■ What is needed:
Copy the records below exactly, omitting any pictures they contain.

■ Items:
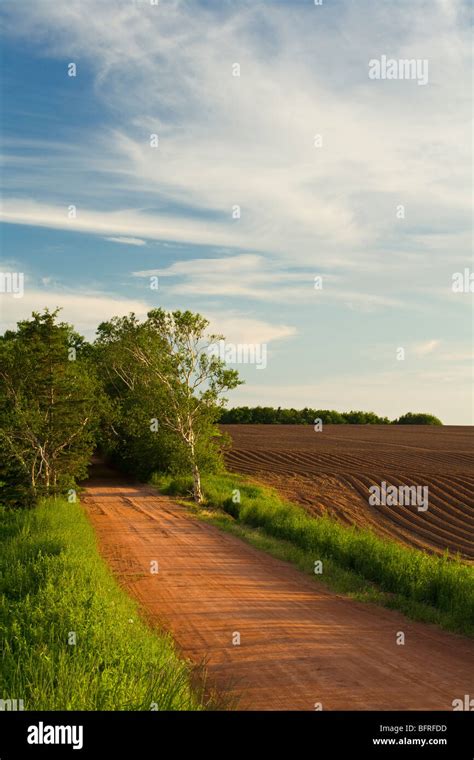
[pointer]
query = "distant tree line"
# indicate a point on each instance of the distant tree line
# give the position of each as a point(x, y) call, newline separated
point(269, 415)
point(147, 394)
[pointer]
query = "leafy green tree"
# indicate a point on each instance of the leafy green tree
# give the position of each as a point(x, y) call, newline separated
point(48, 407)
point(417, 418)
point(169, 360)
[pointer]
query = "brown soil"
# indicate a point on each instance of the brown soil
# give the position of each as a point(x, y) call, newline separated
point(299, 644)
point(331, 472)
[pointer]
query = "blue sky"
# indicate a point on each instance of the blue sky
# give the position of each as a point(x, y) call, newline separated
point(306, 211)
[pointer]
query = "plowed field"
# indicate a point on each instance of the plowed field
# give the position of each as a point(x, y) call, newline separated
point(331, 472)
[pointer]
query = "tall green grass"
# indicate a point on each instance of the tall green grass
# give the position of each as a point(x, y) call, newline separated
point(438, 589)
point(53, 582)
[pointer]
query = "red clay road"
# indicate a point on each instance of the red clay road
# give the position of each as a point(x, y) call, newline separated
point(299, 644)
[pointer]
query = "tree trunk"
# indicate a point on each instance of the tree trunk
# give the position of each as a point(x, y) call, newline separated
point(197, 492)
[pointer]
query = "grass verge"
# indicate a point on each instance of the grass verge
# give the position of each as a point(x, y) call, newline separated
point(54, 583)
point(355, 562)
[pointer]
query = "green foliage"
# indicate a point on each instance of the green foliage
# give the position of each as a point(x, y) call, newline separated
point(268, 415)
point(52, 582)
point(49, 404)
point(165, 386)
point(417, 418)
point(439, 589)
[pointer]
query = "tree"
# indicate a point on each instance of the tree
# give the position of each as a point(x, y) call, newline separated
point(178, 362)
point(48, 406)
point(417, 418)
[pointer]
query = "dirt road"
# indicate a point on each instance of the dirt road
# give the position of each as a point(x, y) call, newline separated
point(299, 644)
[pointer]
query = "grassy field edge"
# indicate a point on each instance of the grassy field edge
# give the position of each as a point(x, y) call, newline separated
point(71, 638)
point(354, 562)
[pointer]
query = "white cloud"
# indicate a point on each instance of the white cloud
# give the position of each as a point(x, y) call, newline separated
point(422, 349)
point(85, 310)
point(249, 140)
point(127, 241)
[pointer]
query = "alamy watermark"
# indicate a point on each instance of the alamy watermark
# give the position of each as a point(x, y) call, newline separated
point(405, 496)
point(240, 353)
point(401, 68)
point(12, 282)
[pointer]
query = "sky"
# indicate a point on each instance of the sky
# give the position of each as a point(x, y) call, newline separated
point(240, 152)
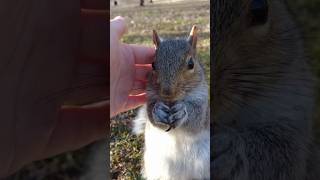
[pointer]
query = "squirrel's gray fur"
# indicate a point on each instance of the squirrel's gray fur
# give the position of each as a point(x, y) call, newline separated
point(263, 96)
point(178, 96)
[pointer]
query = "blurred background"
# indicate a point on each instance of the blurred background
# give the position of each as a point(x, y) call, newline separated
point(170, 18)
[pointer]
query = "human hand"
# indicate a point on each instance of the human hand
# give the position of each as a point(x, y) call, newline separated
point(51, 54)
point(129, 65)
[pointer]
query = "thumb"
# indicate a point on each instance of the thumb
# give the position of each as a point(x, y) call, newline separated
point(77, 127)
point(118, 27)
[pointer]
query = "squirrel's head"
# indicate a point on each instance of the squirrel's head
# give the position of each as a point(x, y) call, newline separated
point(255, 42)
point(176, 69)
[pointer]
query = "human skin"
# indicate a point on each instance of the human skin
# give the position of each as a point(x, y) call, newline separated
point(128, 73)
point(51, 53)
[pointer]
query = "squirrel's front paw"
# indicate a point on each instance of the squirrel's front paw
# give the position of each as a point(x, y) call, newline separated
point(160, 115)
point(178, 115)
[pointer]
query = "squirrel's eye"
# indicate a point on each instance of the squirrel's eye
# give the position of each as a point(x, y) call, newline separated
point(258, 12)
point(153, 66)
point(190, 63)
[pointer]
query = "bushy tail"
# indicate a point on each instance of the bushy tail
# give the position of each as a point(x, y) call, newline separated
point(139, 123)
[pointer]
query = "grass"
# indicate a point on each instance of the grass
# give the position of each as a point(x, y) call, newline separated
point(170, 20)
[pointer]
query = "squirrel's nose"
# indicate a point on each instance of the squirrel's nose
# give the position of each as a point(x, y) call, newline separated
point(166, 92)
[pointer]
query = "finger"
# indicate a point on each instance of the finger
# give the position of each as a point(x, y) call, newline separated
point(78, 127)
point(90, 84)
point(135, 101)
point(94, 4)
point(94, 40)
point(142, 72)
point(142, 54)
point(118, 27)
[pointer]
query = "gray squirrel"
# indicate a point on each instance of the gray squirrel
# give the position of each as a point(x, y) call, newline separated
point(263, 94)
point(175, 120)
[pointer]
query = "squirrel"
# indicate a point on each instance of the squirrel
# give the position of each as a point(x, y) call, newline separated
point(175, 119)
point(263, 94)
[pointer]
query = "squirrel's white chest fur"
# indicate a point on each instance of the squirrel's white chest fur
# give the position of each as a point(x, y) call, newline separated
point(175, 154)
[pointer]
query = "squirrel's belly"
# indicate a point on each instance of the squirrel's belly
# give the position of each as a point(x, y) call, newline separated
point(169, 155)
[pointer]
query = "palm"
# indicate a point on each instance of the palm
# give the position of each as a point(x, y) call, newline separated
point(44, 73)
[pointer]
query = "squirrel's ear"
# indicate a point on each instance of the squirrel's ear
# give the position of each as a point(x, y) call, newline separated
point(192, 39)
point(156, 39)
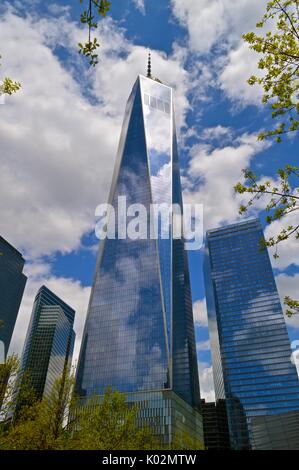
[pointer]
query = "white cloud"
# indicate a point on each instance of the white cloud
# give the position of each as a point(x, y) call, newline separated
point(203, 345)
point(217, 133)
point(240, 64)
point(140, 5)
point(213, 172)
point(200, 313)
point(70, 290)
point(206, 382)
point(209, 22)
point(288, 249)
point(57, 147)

■ Task response:
[pointer]
query = "distant tree line"
# indicate a point on each instance of the distant tree line
# give the position of each as a point(x, y) call, newline separated
point(269, 415)
point(147, 394)
[pointer]
query = "leafy green tree"
# indicate a point on each instance of the leafy green tree
# give the position of each as a point(x, y) call, newline separated
point(48, 407)
point(417, 418)
point(169, 360)
[pointer]
query = "brown soil"
# indicate a point on each instance of the brown soil
# give the position of each as a point(x, y) call, newline separated
point(299, 644)
point(331, 472)
[pointer]
query = "blue sky"
# indicate a point on each instance of the blue sky
# give the position of each as a point(x, y) call, newline separated
point(306, 211)
[pointer]
query = "plowed field"
# indicate a point on each instance of the plowed field
# give the position of each as a point(x, y) call, newline separated
point(331, 472)
[pointer]
query = "tall green grass"
# indicate a point on each instance of the tall green grass
# give the position of each as a point(x, y) call, newline separated
point(438, 589)
point(53, 582)
[pointer]
query = "red clay road"
# indicate a point on each instance of the red clay road
# give the position of each as a point(x, y) call, newline separated
point(299, 644)
[pointer]
query = "tree trunk"
# indicate a point on each instance of the tree trunk
# give the position of each as a point(x, y) call, newline separated
point(197, 492)
[pointer]
query = "grass verge"
# indicate a point on each instance of the grass verge
# give the position of each as a point(x, y) call, newline separated
point(54, 583)
point(355, 562)
[pointer]
query = "green foliage"
# indicate a point on each instance of the green foliage
# give the position of each as a point(x, y) call, newline separated
point(268, 415)
point(52, 582)
point(49, 404)
point(165, 386)
point(417, 418)
point(439, 589)
[pointer]
query = "tree"
# indicate a point on each instance of the tree
# give the position of each as a point(x, y) call, newline separated
point(178, 362)
point(48, 406)
point(417, 418)
[pointer]
query = "dirt road"
# indicate a point on each instance of the dirt road
# give the position of each as a point(x, y) call, newline separated
point(299, 644)
[pointer]
query = "grassy field edge"
# indicate a point on each instance of the grassy field edge
# give the position of each as a point(x, y) call, newline separated
point(71, 638)
point(354, 562)
[pointer]
query = "white cloud"
# indicate a point on each instance of the white cloud
# give the position of each as a point(x, y) call, newline separated
point(422, 349)
point(85, 310)
point(249, 140)
point(127, 241)
[pointer]
query = "alamy watermark"
# indicate a point on each instance of the alamy watermark
# give the position of each as a point(x, y) call, newline separated
point(405, 496)
point(240, 353)
point(401, 68)
point(12, 282)
[pointer]
query = "sky"
# indicate a point on each instance of the sky
# give the position of each as a point(x, y) call, newline separated
point(240, 152)
[pointer]
query = "squirrel's gray fur"
# indicate a point on each instance of the squirrel's gray fur
# give the position of each as a point(x, y) call, newline separated
point(263, 96)
point(178, 96)
[pointer]
query = "blurred background"
# indicate a point on each instance of the blurred background
# give the position of each as a point(x, y) call, newline separated
point(170, 18)
[pointer]
query = "human hand"
# indicate a point on each instance of the human hand
# give the position of each as a point(x, y) call, newline separated
point(51, 54)
point(129, 65)
[pointer]
query = "thumb"
# indicate a point on each instance of the thumb
# give the position of each as a point(x, y) call, newline separated
point(77, 127)
point(118, 27)
[pointer]
query = "squirrel's head"
# indicate a point on each instance of the squirrel's head
# give the position of each as a point(x, y) call, newline separated
point(255, 42)
point(176, 69)
[pointer]
query = "human skin"
# indicate a point on each instance of the human skin
# give the position of each as a point(x, y) call, newline separated
point(128, 73)
point(51, 53)
[pointer]
query = "squirrel's front paw"
# indicate a point on each instance of the squirrel's front paw
# give the position of each as a point(x, y) call, newline separated
point(160, 115)
point(178, 115)
[pointer]
query = "squirrel's eye"
# indicate a point on each instance of the squirrel's eye
# give the position of each as a point(x, y) call, newline separated
point(258, 12)
point(153, 66)
point(190, 63)
[pointer]
query = "bushy tail"
# indicate a point on each instance of the bushy tail
# give the position of each as a point(x, y) call, newline separated
point(139, 123)
[pointer]
query = "grass"
# indicate a point on each instance of the grass
# give the position of each as a point(x, y) call, newline separated
point(170, 20)
[pointer]
query = "squirrel's nose"
# indicate a point on each instance of the squirrel's nose
# give the position of each as a point(x, y) call, newline separated
point(166, 92)
[pointer]
query = "finger"
# indicate a point on each instance of the finger
# give the position of each as a point(x, y) call, newline separated
point(78, 127)
point(90, 84)
point(135, 101)
point(94, 4)
point(94, 40)
point(142, 72)
point(142, 54)
point(118, 27)
[pointer]
query = "gray squirrel"
# indicate a point on each instance of the gray squirrel
# give the position of each as a point(x, y) call, newline separated
point(263, 94)
point(175, 120)
[pointer]
query = "squirrel"
# indicate a point on each instance of the squirrel
# give the position of each as a point(x, y) call, newline separated
point(175, 119)
point(263, 94)
[pointer]
query = "squirrel's white chest fur"
# indicate a point on each instance of the squirrel's white chest fur
# give the position of each as a point(x, y) call, newline separated
point(175, 154)
[pointer]
query = "squirrel's belly"
# indicate a point on each instance of the squirrel's belly
# give the position of each as a point(x, y) call, newline separated
point(169, 155)
[pointer]
query = "palm"
# indicate a point on each instance of the palm
# give the position of each as a point(x, y) call, newline separated
point(44, 73)
[pointer]
query = "squirrel's ear"
# indicate a point on each instance of the squirrel's ear
# give the position of each as a point(x, y) call, newline separated
point(192, 39)
point(156, 39)
[pointer]
query = "white cloud"
# indicate a point on each instance of the white cloud
# give the position of each as a point(x, y) call, newline separated
point(203, 345)
point(217, 133)
point(240, 64)
point(140, 5)
point(213, 172)
point(200, 313)
point(70, 290)
point(206, 382)
point(209, 22)
point(288, 249)
point(57, 147)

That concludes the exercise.